*** Opening of STORED DATA ***
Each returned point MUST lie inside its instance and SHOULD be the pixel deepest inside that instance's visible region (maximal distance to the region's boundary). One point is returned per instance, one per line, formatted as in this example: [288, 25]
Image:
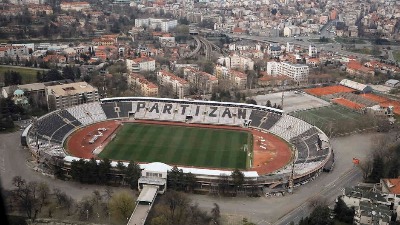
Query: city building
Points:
[74, 6]
[312, 51]
[67, 95]
[140, 64]
[239, 79]
[180, 87]
[237, 62]
[164, 25]
[297, 72]
[202, 81]
[145, 87]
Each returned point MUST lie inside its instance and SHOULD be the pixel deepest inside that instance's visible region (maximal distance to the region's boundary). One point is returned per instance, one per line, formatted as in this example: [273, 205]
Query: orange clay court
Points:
[384, 102]
[328, 90]
[347, 103]
[269, 155]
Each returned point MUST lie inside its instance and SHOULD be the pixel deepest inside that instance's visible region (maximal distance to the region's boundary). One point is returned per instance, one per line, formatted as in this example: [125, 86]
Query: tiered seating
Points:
[68, 118]
[200, 117]
[109, 110]
[154, 110]
[233, 120]
[271, 120]
[302, 150]
[94, 111]
[59, 135]
[307, 143]
[176, 113]
[125, 108]
[212, 116]
[288, 127]
[141, 114]
[47, 125]
[256, 117]
[80, 114]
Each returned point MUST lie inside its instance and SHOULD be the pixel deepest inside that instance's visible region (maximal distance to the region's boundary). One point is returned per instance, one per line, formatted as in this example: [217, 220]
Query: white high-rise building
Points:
[297, 72]
[312, 51]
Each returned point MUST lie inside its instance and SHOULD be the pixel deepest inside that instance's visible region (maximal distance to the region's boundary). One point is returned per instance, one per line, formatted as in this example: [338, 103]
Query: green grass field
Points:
[396, 55]
[176, 145]
[336, 119]
[28, 74]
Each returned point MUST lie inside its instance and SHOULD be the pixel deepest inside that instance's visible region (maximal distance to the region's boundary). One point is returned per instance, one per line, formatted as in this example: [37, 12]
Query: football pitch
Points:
[179, 145]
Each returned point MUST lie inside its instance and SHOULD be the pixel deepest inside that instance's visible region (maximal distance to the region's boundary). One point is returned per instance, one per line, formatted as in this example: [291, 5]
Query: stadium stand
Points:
[198, 113]
[229, 117]
[288, 127]
[124, 108]
[81, 115]
[153, 110]
[271, 119]
[68, 118]
[256, 117]
[139, 108]
[94, 111]
[54, 127]
[59, 135]
[49, 124]
[177, 115]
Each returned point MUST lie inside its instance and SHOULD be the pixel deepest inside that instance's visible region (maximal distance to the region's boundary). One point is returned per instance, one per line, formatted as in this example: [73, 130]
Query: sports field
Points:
[178, 145]
[335, 119]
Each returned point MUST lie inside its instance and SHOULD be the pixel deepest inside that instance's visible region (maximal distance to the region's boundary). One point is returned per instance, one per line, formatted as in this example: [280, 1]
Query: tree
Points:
[121, 206]
[29, 197]
[342, 212]
[68, 73]
[132, 174]
[175, 178]
[320, 215]
[52, 75]
[216, 214]
[12, 78]
[377, 169]
[238, 178]
[104, 171]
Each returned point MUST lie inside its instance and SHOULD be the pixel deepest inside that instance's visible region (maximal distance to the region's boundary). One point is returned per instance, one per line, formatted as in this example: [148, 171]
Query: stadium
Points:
[205, 138]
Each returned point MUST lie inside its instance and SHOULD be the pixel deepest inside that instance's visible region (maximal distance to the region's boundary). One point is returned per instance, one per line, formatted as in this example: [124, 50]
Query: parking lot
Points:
[292, 100]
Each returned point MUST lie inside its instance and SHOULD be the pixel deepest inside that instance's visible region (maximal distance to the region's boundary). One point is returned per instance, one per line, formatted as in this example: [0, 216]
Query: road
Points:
[303, 41]
[273, 210]
[329, 191]
[14, 160]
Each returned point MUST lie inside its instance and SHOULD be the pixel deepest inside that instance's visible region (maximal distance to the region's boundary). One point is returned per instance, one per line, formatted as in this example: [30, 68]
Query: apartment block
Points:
[67, 95]
[179, 86]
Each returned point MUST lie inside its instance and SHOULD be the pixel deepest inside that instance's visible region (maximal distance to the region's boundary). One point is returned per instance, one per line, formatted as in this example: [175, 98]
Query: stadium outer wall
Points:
[271, 179]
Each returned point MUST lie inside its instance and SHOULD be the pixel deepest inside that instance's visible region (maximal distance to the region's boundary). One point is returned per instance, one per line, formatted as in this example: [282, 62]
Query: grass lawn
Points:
[28, 74]
[335, 118]
[178, 145]
[396, 55]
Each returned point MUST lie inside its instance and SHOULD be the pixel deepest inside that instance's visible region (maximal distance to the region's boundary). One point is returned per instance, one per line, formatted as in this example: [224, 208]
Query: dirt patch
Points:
[384, 102]
[78, 143]
[347, 103]
[328, 90]
[270, 155]
[270, 152]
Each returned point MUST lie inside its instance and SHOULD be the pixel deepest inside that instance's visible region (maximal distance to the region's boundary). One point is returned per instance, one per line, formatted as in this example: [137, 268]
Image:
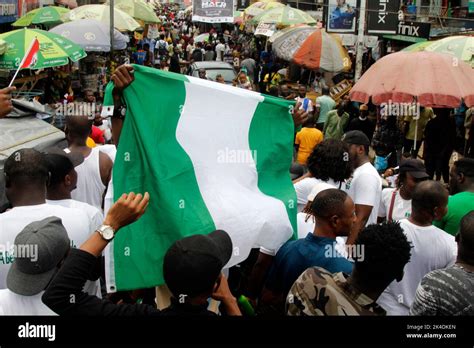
*** Close of STORED DATA ***
= EXERCISE DIRECTIONS =
From the line that has "example: [273, 205]" through the line that has "Query: tiered seating", copy every line exactly as it appears above, and leave out all others.

= EXPECTED ANSWER =
Each returned point MUST lie inside its instance and SHOULD be the pixel deepest inside that instance's visible region (maximal distance to the region's boundary). One point is returned per instance, one per line, formatted as in this example: [273, 205]
Query: orange clay court
Points:
[384, 102]
[328, 90]
[347, 103]
[269, 155]
Each returned point MUST lie inside its instance and SHOULD be the pixel deepest inside that instance's visible region (maximal distance to the region's boundary). One point is returned per instance, one per line, formatted as in this example: [125, 86]
Query: tiered seating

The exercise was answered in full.